:: What to do ::
Copy out every one of the records below verbatim.

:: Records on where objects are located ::
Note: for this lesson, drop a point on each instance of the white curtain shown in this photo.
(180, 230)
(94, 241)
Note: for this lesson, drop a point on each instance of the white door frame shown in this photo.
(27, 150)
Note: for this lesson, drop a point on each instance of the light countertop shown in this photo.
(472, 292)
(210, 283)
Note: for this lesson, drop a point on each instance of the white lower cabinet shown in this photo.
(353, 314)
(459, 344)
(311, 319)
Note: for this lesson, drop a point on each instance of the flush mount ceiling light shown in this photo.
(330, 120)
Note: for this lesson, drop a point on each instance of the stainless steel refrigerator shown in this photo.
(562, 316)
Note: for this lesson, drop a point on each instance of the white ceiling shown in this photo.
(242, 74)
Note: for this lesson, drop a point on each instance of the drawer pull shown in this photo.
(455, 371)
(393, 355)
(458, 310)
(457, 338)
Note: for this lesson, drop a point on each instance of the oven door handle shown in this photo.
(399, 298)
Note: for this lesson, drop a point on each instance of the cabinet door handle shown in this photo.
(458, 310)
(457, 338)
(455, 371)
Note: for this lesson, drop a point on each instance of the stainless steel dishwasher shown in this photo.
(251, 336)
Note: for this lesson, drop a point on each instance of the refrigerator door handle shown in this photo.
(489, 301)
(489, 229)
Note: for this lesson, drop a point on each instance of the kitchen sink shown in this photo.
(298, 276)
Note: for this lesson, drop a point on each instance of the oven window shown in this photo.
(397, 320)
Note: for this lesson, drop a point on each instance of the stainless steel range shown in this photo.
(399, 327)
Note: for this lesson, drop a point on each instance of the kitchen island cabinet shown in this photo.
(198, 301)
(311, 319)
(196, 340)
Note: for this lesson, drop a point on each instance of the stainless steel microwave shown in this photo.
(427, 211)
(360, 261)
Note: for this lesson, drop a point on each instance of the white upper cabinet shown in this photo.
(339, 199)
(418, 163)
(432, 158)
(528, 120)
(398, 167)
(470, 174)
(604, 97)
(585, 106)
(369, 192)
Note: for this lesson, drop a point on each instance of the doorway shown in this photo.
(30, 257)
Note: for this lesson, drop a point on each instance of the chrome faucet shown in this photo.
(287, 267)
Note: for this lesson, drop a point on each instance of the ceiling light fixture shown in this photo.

:: Answer to the problem ::
Note: for this lesson, drop a point on each instance of the white curtain shown in this photo.
(180, 230)
(94, 241)
Note: for this lesson, drop a point on each instance of the white door frame shown in this photo.
(27, 150)
Note: for this lesson, drop a point on each instance of the light countertop shown in this photo.
(472, 292)
(210, 283)
Note: for this lesson, drop a point on each instance of the white lower cabinet shown in this photo.
(353, 314)
(459, 344)
(311, 319)
Note: for this lesson, drop a point on each instance of the flush mount ceiling light shown in this photo.
(330, 120)
Note: for this lesson, drop a point on each instance of the stainless steel refrigerator shown in this photo.
(562, 316)
Note: for this lesson, drop a point on each instance of the white ceiling shown in this photo.
(242, 74)
Note: for this lesson, drop a point on each instance of the drawer pull shown in this photo.
(455, 371)
(393, 355)
(458, 310)
(457, 338)
Note: for this lesson, drop a point on each instance of the oven door handle shown in this photo.
(399, 298)
Note: for this lesson, drop a point on each instance of the cabinet door handle shown in this photo.
(458, 310)
(457, 338)
(455, 371)
Note: for this lesson, drop a point on each instance of the stainless steel dishwasher shown in this photo.
(251, 336)
Note: for this lesson, drop a point on each instance of the refrigerator door handle shown in this photo.
(489, 301)
(489, 229)
Note: for this lesson, drop a point on each instance of the kitchen sink shown in this photo.
(298, 276)
Note: for this lesson, drop a point on each instance of the oven window shown in this photo.
(397, 320)
Note: for this lesson, drop a point on each instance of the stainless steel range shown in this photo.
(399, 327)
Note: for this lesson, drop a point on each instance of the kitchen island cabinet shown in this photo.
(198, 301)
(311, 319)
(196, 340)
Note: for this lesson, drop a point on each instance of the stainless steel microwave shown in this photo.
(427, 211)
(360, 261)
Note: for this lesson, drop a point on each instance of the white upper cabinet shown in this photo.
(339, 199)
(418, 163)
(432, 158)
(528, 120)
(398, 167)
(470, 174)
(604, 97)
(585, 106)
(369, 192)
Note: for this lesson, drop a point on each instance of the doorway shown in this photo.
(30, 257)
Note: for this lesson, drop a point on each instance of the chrome faucet shown in this photo.
(287, 267)
Note: for this lesson, drop a point on each instance of the ceiling light fixture shown in this photo.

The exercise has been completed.